Referring expression pointing data:
----

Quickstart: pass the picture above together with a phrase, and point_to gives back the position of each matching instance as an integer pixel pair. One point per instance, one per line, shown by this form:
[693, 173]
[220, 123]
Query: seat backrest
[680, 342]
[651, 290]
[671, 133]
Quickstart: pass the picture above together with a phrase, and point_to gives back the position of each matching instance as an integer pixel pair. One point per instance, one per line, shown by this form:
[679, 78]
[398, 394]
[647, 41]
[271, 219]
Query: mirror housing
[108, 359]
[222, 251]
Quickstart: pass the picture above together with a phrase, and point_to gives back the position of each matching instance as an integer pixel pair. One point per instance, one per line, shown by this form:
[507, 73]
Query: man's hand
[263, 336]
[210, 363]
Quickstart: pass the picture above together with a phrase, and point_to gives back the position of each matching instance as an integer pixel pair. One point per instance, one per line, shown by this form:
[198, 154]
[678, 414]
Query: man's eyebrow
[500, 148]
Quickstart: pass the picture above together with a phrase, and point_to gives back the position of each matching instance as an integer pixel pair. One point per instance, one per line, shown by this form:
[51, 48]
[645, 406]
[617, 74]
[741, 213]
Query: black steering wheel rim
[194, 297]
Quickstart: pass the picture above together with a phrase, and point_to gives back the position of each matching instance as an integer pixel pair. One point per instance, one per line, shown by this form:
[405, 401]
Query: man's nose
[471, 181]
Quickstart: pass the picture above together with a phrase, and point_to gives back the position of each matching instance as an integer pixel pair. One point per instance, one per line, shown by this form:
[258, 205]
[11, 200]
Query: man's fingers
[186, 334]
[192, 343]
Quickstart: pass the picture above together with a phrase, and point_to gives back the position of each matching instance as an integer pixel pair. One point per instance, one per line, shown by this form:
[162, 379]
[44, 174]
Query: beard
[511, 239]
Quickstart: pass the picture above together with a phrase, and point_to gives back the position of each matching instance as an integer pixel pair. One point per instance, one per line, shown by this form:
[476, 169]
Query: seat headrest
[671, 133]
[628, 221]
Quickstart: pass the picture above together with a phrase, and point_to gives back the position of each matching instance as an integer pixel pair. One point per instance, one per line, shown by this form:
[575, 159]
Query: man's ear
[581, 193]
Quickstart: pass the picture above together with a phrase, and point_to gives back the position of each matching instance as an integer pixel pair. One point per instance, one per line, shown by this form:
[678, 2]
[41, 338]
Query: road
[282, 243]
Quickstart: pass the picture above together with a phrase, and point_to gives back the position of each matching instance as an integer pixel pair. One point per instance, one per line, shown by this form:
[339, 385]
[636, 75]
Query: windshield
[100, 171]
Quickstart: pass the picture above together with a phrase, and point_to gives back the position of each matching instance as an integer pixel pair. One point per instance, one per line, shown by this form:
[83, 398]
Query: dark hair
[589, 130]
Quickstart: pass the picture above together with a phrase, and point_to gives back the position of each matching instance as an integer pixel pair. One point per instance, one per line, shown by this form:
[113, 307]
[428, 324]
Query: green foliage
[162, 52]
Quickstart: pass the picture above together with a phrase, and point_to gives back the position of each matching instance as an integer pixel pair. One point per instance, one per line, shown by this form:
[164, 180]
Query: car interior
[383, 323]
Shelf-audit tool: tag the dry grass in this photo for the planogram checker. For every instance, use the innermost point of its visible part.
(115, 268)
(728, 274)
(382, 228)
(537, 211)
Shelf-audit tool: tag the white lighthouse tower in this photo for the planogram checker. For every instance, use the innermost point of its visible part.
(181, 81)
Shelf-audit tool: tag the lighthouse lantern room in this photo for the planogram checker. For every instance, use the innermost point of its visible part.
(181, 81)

----

[WORK ITEM] Every entry in the data should be returned exactly.

[TASK ANSWER]
Quickstart: pass the picture above together with a phrase, and point_to gives back the position of each matching instance as an integer pixel pair. One point per instance, one per line, shown by this form:
[693, 173]
[220, 123]
Query: seat backrest
[680, 342]
[651, 290]
[671, 133]
Quickstart: pass the picture above together with a phrase, and point_to gives back the position of each matching instance as an integer pixel pair. One point per instance, one per line, shown by this form:
[679, 78]
[398, 394]
[647, 41]
[271, 219]
Query: mirror housing
[108, 359]
[222, 251]
Quickstart: pass the picture above together with a phrase, and point_to gives back the position of each matching instance as an integer pixel pair. One point per instance, one per line, shown by this form:
[507, 73]
Query: man's hand
[263, 336]
[210, 363]
Quickstart: pass the picture above together with a phrase, and point_to gives back the position of each matching instance as an integer pixel pair. One point per instance, one per line, shown by this form:
[198, 154]
[678, 414]
Query: man's eyebrow
[500, 148]
Quickstart: pass the picture above together with a phrase, and point_to gives back the position of each matching instance as an integer pixel pair. One point per instance, one per line, shown by this form:
[51, 48]
[645, 406]
[617, 74]
[741, 213]
Query: black steering wheel rim
[194, 297]
Quickstart: pass the picture above together with a phrase, and point_to gives back the position of each matching instance as an integer pixel pair. One point per instance, one per line, shown by this form:
[405, 401]
Query: man's nose
[471, 181]
Quickstart: pass the picture above together with a phrase, and point_to gives back the position of each matching instance as an integer pixel pair. One point per instance, one per line, shown by this form:
[258, 205]
[11, 200]
Query: man's fingers
[186, 334]
[192, 343]
Quickstart: pass the picture above together with a phrase, and point_to gives back the position of each matching instance as an integer pixel pair. One point per instance, one per line, shown by this form:
[162, 379]
[44, 174]
Query: beard
[511, 239]
Quickstart: pass the picture above together with a phrase, and point_to gives back the position of each matching instance as an integer pixel pair. One point per instance, one per line, shown by this form:
[476, 169]
Query: seat headrest
[671, 133]
[628, 221]
Quickstart: pass the picture above together with a phrase, and point_to gives back the position of each matching instance as an integer pixel pair. One point per instance, one per line, shown by this form:
[575, 159]
Query: man's ear
[581, 193]
Quickstart: pass the picture above together with a phrase, and point_to gives back the position of each matching instance as an integer pixel pair. One point per instance, one per line, shown by this form:
[678, 2]
[41, 338]
Query: road
[282, 243]
Quickstart: pass the picture above together with a phrase, and point_to gives back the position of each matching instance as an integer pixel pair. One point per instance, one per line, shown by this form:
[339, 385]
[636, 75]
Query: windshield
[100, 171]
Quickstart: pass the picture above together with a phrase, and point_to gives back the position of each matching instance as an integer pixel pair. One point per instance, one per line, shown by this form:
[83, 398]
Query: dark hair
[589, 130]
Quickstart: pass the picture above together with a phrase, and point_to gives back the position of each matching instance as an integer pixel pair. One point per instance, one per line, shown by this form:
[113, 307]
[428, 324]
Query: green foliage
[162, 52]
Quickstart: pass the picture above together with a phrase, and point_to gives back the position of each matching instance as an integer pixel pair. One point per instance, one per line, shown by this form:
[164, 180]
Query: car interior
[383, 323]
Shelf-audit tool: tag the dry grass in this photo for the planogram checker. For every instance, use the innermost point of its visible part.
(115, 268)
(728, 274)
(382, 228)
(537, 211)
Shelf-audit tool: tag the white lighthouse tower in this photo for the planogram checker. For every instance, use the innermost point of its visible part.
(181, 81)
Shelf-audit tool: tag the lighthouse lantern room in this photo for the planogram checker. For every instance, use the innermost point of its visible part.
(181, 81)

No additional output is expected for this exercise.